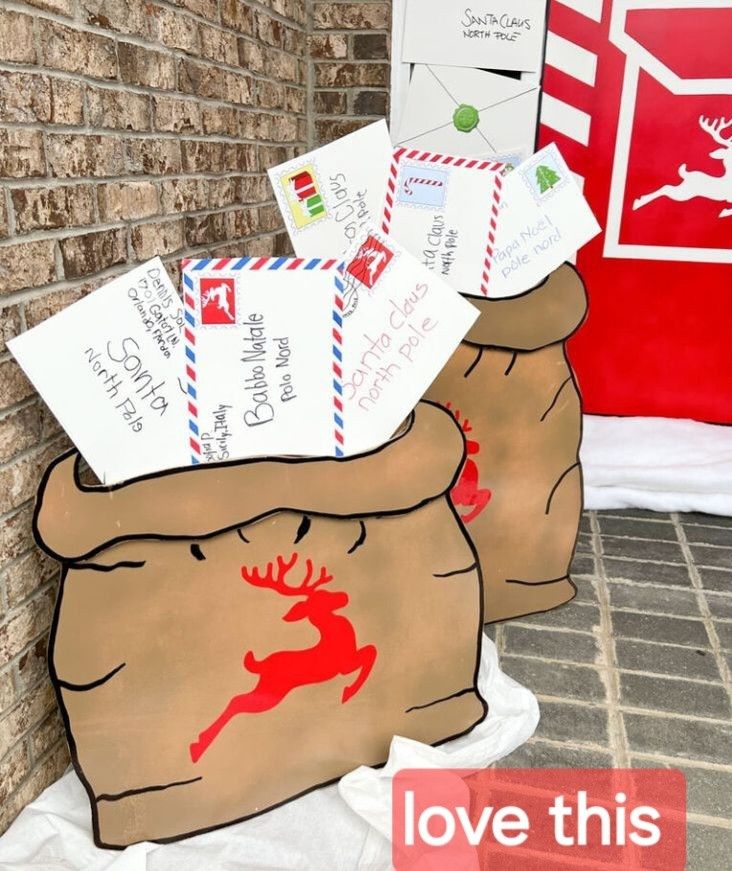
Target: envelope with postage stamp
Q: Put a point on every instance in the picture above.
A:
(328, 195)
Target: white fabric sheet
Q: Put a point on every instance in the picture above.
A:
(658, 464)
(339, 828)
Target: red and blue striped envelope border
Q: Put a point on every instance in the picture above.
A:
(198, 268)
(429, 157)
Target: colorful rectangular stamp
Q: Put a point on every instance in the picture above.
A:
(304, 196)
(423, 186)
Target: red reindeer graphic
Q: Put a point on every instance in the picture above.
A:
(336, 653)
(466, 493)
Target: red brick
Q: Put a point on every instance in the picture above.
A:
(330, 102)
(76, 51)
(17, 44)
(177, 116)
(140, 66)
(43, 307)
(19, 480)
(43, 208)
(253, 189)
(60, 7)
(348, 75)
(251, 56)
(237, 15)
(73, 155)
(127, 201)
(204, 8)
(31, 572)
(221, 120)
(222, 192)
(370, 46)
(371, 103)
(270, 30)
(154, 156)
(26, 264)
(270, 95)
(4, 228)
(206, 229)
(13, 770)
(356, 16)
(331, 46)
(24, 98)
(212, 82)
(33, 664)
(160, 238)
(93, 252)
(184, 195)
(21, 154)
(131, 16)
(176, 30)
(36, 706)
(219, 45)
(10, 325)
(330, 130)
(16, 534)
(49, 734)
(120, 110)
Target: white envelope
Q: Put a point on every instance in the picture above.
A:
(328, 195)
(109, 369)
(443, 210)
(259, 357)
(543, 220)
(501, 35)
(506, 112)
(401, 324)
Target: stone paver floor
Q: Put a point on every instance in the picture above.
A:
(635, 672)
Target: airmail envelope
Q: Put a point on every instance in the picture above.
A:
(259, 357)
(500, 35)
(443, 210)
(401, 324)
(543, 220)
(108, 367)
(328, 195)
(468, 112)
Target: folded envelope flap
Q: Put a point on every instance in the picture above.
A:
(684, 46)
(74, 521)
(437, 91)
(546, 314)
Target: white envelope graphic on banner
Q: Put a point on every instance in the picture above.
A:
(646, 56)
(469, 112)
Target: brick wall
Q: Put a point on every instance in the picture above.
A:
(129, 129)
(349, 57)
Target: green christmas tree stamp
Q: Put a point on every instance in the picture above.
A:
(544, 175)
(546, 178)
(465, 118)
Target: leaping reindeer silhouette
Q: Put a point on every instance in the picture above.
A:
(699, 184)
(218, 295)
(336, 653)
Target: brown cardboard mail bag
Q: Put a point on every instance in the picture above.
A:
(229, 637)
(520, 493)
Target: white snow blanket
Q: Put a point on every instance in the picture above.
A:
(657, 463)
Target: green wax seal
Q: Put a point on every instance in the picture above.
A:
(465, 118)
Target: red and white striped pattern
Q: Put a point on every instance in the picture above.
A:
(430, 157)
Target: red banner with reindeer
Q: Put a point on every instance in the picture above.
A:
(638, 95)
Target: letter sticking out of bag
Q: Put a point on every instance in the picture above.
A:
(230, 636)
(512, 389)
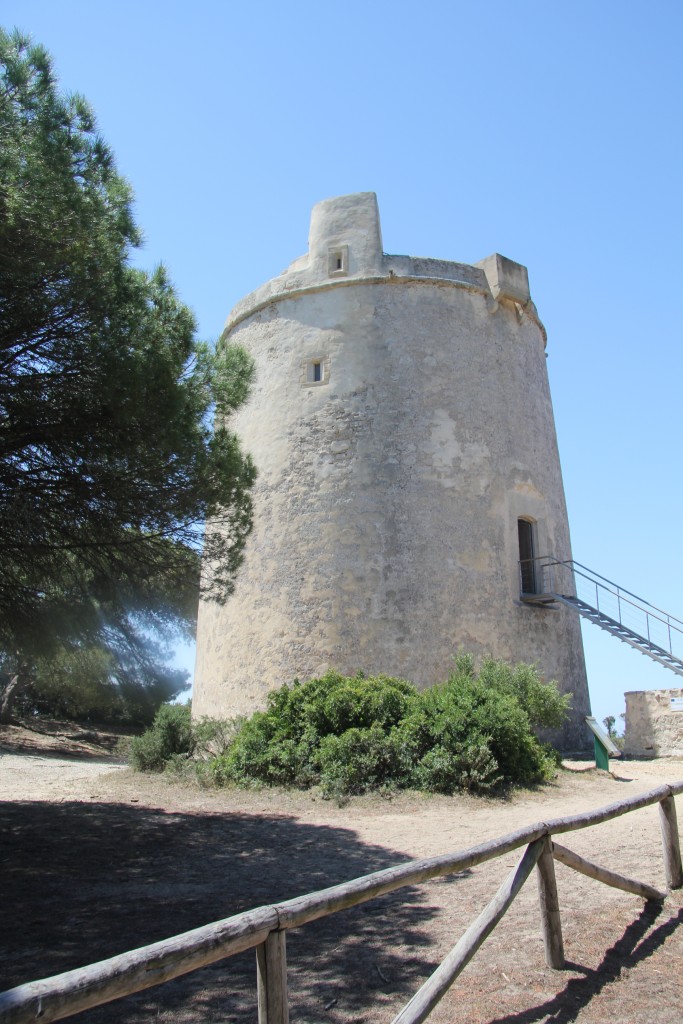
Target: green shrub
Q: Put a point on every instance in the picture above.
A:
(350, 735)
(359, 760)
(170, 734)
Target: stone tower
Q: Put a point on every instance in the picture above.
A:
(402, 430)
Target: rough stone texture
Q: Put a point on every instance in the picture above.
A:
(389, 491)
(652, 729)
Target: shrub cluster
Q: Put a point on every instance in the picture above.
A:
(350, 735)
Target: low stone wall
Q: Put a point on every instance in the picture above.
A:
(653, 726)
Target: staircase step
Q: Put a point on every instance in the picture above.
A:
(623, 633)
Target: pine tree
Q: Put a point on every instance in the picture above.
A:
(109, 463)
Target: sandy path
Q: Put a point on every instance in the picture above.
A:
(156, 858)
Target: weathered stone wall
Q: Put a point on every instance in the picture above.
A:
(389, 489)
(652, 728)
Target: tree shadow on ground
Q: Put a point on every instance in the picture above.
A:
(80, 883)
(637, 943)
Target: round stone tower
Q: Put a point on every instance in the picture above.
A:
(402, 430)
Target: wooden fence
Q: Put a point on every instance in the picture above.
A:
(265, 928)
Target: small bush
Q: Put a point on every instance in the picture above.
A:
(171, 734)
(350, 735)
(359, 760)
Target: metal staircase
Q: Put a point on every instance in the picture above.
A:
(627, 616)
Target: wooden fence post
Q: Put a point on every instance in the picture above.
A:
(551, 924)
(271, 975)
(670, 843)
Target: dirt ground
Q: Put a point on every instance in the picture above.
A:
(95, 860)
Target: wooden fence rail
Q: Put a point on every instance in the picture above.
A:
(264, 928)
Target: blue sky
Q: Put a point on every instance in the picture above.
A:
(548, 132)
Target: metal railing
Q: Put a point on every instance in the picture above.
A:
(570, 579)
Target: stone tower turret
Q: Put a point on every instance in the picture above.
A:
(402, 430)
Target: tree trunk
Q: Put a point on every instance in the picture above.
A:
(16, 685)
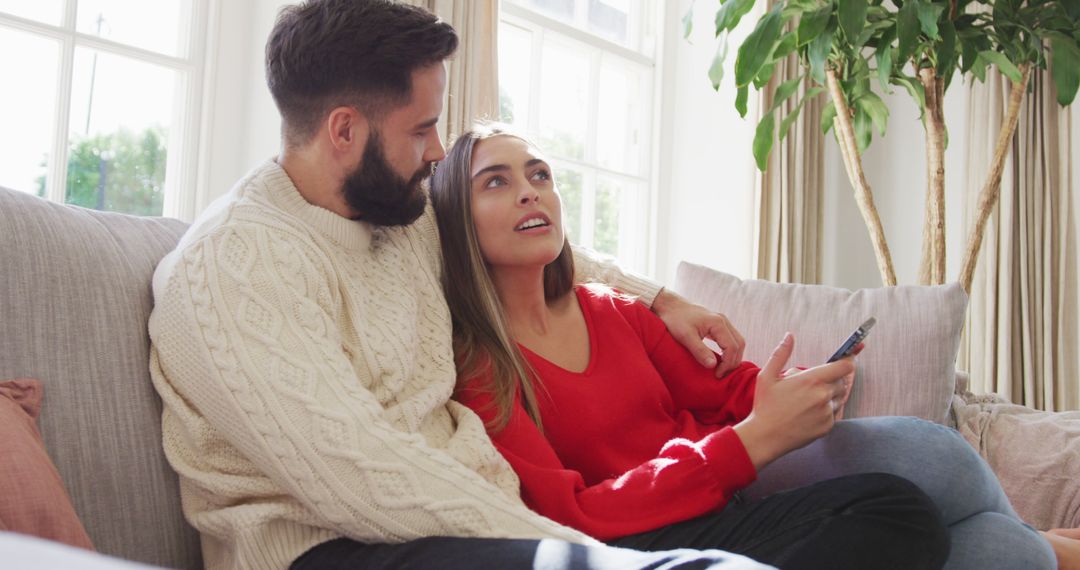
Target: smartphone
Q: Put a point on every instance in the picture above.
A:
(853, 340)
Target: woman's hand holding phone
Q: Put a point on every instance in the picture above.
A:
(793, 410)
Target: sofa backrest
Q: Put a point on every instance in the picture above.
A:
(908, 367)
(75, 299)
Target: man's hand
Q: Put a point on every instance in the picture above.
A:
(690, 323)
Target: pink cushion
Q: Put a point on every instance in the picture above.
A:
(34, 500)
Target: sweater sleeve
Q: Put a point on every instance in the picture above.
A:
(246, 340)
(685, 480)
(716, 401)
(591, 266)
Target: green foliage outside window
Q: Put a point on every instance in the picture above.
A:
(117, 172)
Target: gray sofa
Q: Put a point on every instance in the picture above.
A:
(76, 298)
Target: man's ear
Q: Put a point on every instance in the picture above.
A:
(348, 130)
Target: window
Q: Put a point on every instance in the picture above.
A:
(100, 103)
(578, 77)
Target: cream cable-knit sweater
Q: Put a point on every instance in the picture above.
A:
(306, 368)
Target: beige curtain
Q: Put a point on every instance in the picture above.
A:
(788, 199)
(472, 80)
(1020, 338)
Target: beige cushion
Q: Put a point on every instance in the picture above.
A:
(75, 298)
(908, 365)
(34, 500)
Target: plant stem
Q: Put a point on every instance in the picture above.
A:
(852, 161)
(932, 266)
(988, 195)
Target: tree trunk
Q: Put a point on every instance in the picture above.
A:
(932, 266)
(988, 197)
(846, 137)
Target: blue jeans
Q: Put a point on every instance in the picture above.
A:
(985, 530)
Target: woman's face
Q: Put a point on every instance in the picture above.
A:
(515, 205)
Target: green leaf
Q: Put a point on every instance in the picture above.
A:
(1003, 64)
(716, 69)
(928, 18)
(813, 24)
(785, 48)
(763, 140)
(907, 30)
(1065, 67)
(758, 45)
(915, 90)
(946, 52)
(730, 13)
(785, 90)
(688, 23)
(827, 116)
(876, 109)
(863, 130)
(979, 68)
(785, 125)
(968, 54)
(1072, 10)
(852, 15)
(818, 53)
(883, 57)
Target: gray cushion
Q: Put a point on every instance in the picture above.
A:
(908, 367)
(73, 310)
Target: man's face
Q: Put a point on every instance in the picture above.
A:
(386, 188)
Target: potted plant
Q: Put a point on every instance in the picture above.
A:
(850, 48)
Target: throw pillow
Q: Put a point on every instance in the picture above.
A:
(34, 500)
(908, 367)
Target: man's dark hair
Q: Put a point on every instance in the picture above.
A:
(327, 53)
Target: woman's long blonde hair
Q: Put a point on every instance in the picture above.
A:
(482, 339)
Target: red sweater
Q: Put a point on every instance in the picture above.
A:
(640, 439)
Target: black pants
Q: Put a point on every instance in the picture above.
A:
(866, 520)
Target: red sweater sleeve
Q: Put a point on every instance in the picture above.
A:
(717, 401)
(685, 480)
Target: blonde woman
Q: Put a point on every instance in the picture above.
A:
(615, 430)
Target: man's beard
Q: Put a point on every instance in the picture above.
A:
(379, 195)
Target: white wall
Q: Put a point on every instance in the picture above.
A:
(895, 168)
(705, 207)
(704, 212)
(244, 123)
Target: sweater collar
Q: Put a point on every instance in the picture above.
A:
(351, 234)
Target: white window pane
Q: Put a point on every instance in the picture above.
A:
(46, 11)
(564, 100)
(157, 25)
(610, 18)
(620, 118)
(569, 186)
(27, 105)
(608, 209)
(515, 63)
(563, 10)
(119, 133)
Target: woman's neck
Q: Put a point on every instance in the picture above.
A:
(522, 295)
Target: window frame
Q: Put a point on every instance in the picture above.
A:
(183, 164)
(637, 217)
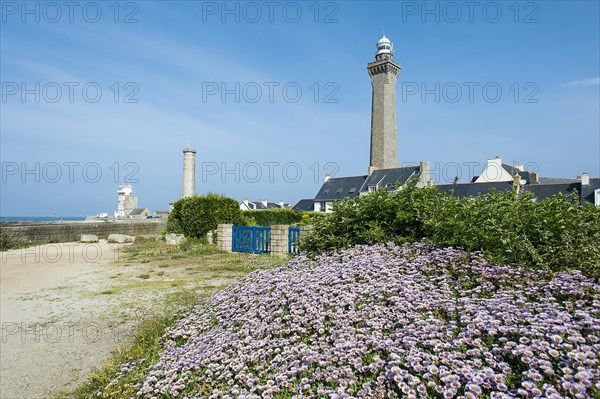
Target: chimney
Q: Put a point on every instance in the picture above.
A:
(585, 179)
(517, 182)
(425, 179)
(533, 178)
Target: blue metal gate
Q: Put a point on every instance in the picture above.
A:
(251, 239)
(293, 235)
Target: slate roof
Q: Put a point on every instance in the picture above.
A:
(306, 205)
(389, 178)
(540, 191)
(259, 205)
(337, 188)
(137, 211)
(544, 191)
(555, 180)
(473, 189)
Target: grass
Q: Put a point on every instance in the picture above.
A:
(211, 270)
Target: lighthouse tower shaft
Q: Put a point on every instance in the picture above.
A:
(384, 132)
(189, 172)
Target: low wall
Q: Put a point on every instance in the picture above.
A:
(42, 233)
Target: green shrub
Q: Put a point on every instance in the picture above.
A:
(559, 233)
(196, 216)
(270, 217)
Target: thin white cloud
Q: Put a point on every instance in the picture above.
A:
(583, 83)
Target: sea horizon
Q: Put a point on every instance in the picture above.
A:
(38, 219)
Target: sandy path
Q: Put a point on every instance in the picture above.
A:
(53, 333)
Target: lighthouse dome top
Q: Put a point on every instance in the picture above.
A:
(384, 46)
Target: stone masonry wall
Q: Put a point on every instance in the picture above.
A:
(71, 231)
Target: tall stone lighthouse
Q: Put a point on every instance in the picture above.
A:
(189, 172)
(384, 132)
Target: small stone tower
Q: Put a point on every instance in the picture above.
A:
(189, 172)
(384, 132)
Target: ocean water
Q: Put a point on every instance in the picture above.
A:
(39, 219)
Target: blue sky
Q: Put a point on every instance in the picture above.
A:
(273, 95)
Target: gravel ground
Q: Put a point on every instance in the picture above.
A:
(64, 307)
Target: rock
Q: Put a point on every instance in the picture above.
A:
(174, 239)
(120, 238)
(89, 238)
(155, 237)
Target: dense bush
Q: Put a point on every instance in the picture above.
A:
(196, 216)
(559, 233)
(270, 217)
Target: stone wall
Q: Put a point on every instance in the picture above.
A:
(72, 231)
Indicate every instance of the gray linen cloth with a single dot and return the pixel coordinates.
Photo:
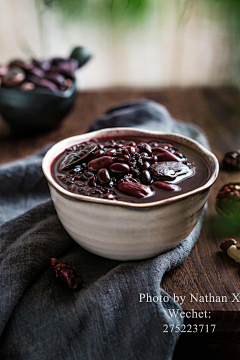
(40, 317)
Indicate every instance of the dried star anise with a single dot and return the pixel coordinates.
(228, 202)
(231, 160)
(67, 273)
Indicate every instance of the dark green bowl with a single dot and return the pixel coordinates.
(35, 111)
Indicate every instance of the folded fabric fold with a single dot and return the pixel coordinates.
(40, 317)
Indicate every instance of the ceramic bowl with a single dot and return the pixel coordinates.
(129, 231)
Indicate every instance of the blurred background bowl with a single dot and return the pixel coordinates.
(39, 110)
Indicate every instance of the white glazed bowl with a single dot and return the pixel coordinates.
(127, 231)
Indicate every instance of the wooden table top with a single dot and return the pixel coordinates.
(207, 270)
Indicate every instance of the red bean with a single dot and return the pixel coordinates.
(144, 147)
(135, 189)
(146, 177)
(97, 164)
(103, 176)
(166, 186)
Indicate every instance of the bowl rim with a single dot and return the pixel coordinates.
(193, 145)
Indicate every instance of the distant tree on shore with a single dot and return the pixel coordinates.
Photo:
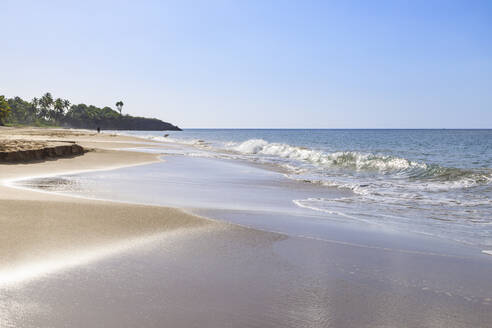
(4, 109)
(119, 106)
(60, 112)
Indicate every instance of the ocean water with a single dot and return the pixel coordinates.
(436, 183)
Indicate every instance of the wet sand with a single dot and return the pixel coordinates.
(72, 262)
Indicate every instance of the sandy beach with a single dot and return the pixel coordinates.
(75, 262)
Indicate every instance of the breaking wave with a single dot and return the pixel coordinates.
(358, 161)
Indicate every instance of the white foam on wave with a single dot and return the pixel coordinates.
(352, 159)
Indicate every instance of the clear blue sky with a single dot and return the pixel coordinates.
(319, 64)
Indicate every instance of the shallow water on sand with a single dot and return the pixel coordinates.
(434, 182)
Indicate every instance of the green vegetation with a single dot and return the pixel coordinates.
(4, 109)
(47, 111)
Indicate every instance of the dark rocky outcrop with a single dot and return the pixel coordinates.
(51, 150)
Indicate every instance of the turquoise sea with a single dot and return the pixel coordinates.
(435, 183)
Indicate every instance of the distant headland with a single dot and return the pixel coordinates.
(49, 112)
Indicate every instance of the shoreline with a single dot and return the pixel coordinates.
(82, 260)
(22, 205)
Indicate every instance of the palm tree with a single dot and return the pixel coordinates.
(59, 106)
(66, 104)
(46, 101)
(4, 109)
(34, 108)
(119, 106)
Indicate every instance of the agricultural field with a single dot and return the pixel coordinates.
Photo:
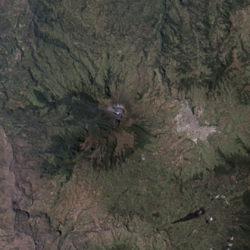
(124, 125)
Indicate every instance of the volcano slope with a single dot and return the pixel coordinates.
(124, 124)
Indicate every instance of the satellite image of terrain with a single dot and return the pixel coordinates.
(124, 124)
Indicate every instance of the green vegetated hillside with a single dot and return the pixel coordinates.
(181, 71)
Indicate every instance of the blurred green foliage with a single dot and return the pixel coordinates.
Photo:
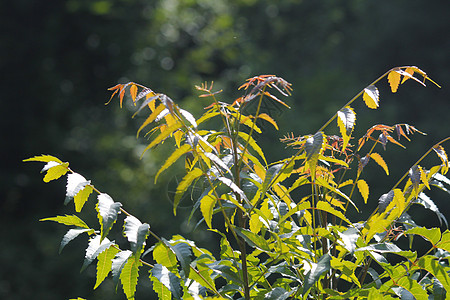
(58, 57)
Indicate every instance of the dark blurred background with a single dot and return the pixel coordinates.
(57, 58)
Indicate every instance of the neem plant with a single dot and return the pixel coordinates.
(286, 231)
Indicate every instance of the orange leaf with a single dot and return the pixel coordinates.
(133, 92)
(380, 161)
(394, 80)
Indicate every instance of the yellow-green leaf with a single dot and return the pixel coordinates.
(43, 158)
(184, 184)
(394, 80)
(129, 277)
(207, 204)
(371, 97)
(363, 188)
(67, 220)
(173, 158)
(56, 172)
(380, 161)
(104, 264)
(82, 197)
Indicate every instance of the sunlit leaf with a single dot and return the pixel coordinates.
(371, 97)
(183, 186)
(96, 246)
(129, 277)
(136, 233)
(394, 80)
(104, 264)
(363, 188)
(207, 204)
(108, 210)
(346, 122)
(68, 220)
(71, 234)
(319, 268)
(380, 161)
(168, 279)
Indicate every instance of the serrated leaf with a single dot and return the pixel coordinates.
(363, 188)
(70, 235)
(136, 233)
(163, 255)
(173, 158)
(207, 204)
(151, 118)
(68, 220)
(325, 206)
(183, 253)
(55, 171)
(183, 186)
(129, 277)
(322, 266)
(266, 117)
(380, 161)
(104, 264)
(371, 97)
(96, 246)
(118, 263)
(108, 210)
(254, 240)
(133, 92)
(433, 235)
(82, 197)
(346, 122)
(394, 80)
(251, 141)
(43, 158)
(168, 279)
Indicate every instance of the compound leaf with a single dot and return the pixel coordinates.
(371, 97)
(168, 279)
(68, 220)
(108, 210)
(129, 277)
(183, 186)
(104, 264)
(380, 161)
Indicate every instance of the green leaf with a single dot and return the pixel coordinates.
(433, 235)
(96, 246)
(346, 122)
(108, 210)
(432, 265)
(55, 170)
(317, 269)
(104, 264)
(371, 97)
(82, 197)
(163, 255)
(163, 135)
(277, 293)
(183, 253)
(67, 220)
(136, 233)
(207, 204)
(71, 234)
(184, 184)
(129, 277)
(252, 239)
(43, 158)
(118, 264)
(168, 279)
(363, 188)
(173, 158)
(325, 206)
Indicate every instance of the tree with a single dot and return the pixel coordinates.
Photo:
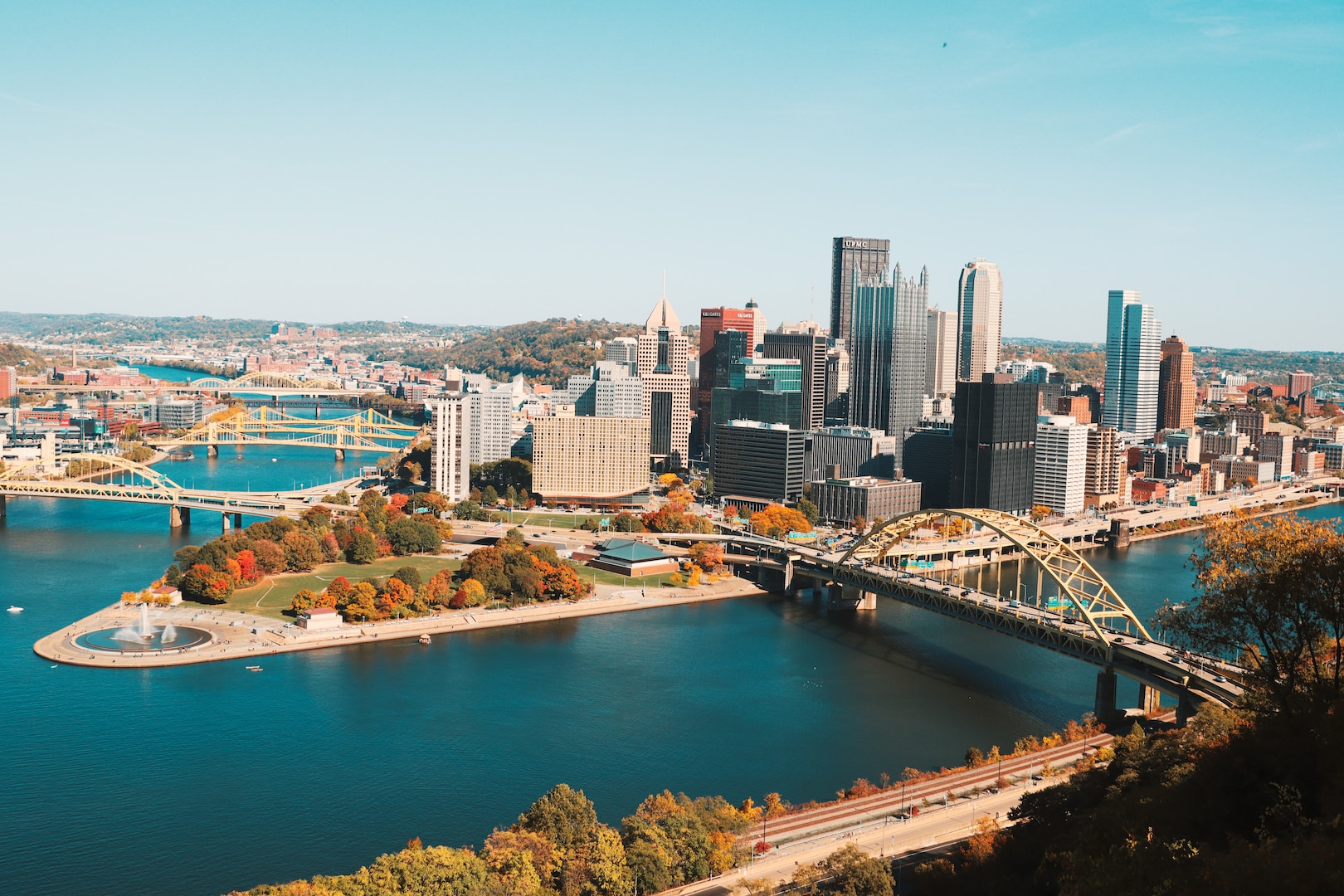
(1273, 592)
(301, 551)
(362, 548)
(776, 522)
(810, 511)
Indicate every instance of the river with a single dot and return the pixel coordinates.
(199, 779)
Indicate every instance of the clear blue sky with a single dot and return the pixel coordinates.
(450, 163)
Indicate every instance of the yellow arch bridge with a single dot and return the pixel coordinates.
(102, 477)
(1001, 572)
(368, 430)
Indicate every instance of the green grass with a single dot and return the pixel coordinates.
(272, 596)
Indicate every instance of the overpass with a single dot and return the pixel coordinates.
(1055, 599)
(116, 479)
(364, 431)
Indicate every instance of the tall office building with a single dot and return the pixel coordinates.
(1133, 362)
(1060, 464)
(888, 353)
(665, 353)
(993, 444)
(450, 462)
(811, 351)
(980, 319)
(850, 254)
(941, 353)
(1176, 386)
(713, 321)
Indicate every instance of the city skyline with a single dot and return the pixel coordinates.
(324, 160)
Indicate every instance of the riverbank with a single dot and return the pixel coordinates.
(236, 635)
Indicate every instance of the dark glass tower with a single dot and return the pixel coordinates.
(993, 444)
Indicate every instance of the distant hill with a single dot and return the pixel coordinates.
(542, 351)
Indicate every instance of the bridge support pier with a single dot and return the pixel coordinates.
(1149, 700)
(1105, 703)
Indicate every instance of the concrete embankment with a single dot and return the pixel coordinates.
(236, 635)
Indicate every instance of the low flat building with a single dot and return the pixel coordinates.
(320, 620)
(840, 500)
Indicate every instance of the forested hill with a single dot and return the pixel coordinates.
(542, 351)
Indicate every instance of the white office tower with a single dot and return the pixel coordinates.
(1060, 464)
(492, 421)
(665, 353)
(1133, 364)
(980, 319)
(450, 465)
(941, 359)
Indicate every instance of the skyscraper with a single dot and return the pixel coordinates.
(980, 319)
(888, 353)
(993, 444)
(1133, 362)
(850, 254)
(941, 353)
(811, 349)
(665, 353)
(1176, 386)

◆ ◆ ◆ ◆ ◆ ◆ ◆

> **Brief**
In the listing above, find the line containing "Target: leaping reindeer silhouette". Output it and every line after it up to and including the line containing "Target: round stone tower", exactly, but skip the pictures.

> **The answer**
Target: leaping reindeer silhouette
Q: Put a point on every instance in the picture above.
A:
(699, 184)
(218, 295)
(336, 653)
Target: brown cardboard mail bag
Q: Put a point on every instance in the picture above.
A:
(229, 637)
(520, 493)
Target: white snow blanket
Q: Put a point on every instance in the picture above.
A:
(657, 463)
Target: green wax seal
Q: Put a point on every instance in the picture above.
A:
(465, 118)
Target: red and white striped pattern
Q: Put a point on every instance in the picture above.
A:
(430, 157)
Target: red banner with reindeer
Q: Put a point on every instance in the picture above.
A:
(638, 95)
Target: letter sticking out of bag
Q: Put a point on every instance in the picture above.
A:
(230, 636)
(512, 389)
Target: green shrub
Q: Put a point on every instance in the picture above.
A:
(350, 735)
(359, 760)
(170, 734)
Target: stone tower
Q: Put a point on every instance in the picture above.
A:
(402, 430)
Target: rough stone texture
Q: Put a point on every instance in the picture above.
A:
(389, 491)
(652, 729)
Target: shrub cluster
Q: Put a point on every instance in the picture above.
A:
(350, 735)
Target: low stone wall
Q: Put a point on every instance in the picture above.
A:
(653, 726)
Target: staircase step
Q: Put a point on every instance in the picture above.
A:
(623, 633)
Target: pine tree
Q: Put a point on every instance in the picture above.
A:
(109, 463)
Target: sandy path
Q: Put a point on every instance in the picture above.
A:
(156, 858)
Target: weathered stone wall
Q: Put a point on every instance in the picture above.
A:
(389, 489)
(652, 728)
Target: tree shadow on ground
Q: Put a point on every instance in the picture above.
A:
(80, 883)
(637, 943)
Target: round stone tower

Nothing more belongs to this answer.